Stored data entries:
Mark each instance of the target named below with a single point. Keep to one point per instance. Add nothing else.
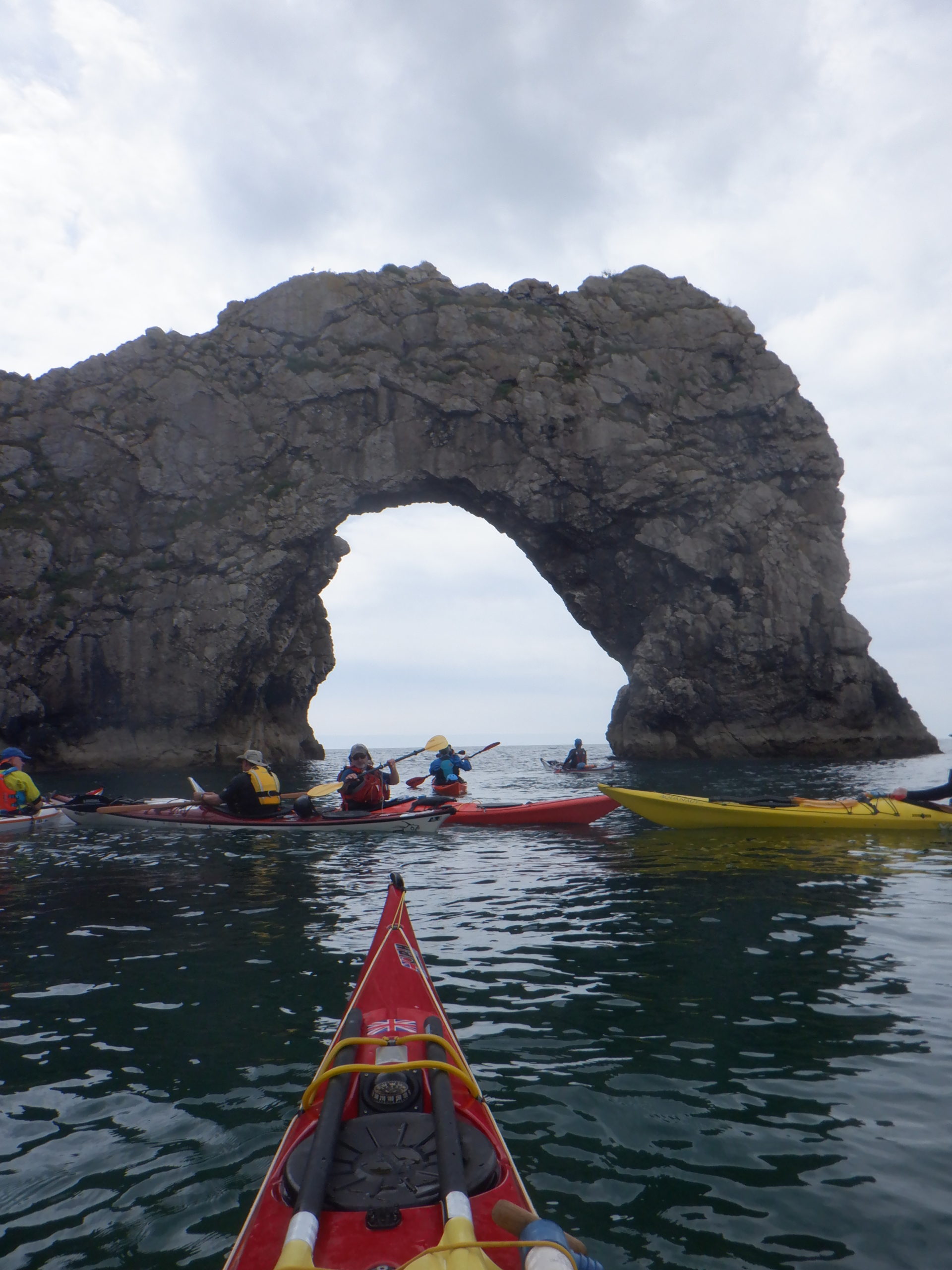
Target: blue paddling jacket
(446, 770)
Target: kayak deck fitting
(159, 815)
(50, 817)
(394, 1156)
(873, 812)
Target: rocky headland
(169, 515)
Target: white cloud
(162, 158)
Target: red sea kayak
(564, 811)
(171, 813)
(399, 1152)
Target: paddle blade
(320, 790)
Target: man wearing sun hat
(18, 794)
(255, 792)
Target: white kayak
(49, 817)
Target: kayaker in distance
(255, 792)
(18, 794)
(932, 795)
(447, 765)
(366, 788)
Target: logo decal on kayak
(407, 956)
(391, 1028)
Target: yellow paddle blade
(330, 788)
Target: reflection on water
(704, 1048)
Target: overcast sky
(160, 158)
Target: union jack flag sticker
(391, 1028)
(407, 956)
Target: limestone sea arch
(171, 511)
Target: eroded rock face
(171, 511)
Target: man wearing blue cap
(18, 794)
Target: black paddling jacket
(253, 795)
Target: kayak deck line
(692, 812)
(428, 1065)
(386, 1202)
(442, 1250)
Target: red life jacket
(8, 797)
(370, 793)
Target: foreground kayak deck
(158, 816)
(683, 812)
(382, 1199)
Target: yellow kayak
(871, 812)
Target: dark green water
(705, 1049)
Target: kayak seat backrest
(389, 1160)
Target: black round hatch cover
(390, 1159)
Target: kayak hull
(159, 817)
(683, 812)
(48, 817)
(565, 811)
(394, 997)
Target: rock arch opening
(171, 509)
(441, 624)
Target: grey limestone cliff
(169, 513)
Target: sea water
(725, 1048)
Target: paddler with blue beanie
(18, 794)
(447, 765)
(366, 788)
(254, 794)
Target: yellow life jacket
(267, 786)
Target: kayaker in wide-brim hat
(18, 794)
(366, 788)
(254, 794)
(447, 765)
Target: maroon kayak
(563, 811)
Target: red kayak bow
(563, 811)
(394, 1150)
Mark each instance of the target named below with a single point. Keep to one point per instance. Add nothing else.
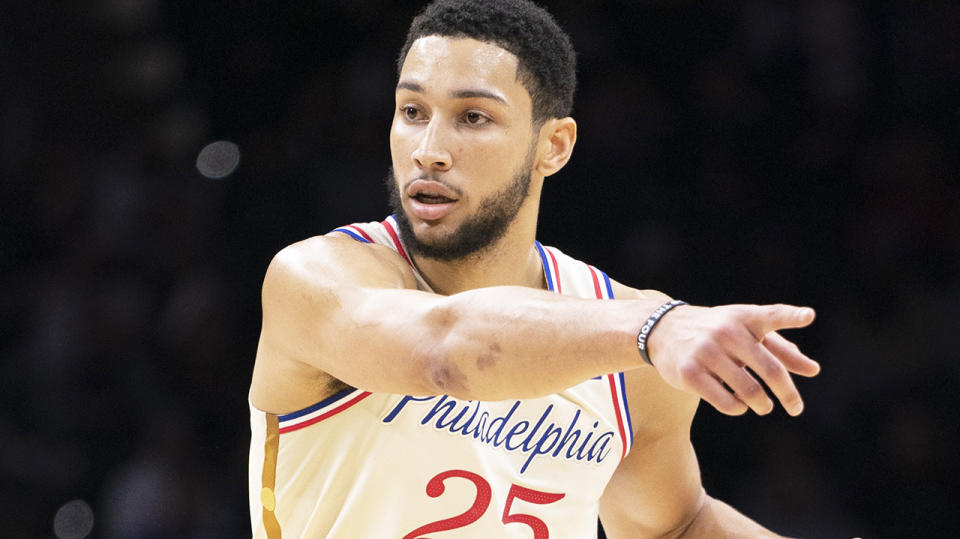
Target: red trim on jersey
(325, 415)
(396, 241)
(596, 282)
(556, 271)
(360, 231)
(616, 407)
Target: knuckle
(771, 370)
(753, 392)
(689, 371)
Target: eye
(410, 112)
(475, 118)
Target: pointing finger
(763, 319)
(791, 356)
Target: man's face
(463, 146)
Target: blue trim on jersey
(626, 405)
(546, 265)
(313, 408)
(606, 280)
(352, 234)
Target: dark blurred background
(752, 151)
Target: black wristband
(648, 327)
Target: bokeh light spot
(74, 520)
(218, 159)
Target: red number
(540, 530)
(435, 488)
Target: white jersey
(375, 465)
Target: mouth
(431, 200)
(431, 192)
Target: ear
(557, 137)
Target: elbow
(437, 354)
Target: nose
(430, 153)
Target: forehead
(444, 64)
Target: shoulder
(338, 258)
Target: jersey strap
(322, 410)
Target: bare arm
(351, 310)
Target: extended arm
(351, 310)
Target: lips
(430, 200)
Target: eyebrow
(458, 94)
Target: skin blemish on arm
(488, 358)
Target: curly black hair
(547, 62)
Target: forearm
(513, 342)
(716, 519)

YOUR TASK: Output nothing but the lines from the one with "Target: mouth" through the last line above, each exactly as it stands.

WORKED SOLUTION:
Target: mouth
(431, 200)
(431, 192)
Target: ear
(557, 137)
Target: elbow
(437, 354)
Target: nose
(430, 153)
Target: forehead
(444, 64)
Target: shoulder
(338, 258)
Target: jersey strap
(322, 410)
Target: bare arm
(351, 310)
Target: extended arm
(351, 310)
Target: lips
(430, 200)
Target: eyebrow
(458, 94)
Target: skin blemish on arm
(488, 358)
Target: curly black hair
(547, 62)
Target: forearm
(513, 342)
(716, 519)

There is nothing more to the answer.